Collected data:
########################################
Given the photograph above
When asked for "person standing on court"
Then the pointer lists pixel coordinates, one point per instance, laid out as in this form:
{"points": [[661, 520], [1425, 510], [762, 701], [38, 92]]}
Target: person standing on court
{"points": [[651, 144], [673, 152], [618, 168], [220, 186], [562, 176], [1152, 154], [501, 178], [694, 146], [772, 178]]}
########################################
Problem to work on:
Reproduce every entry above in full, requests included, and scale each pixel coordinate in the answers by 1.35, rounding to the nearest whole number with halves rounded up. Leave the requests and their format samples unchanged.

Result for this task:
Given the photograph above
When asked for "person standing on court"
Then the pointer lists pixel coordinates, one point per instance, laid out as in this form:
{"points": [[661, 520], [1425, 510], [762, 701], [38, 92]]}
Target: person standing on court
{"points": [[879, 194], [909, 205], [834, 227], [297, 251], [759, 238], [1555, 208], [676, 240], [937, 197], [1042, 240]]}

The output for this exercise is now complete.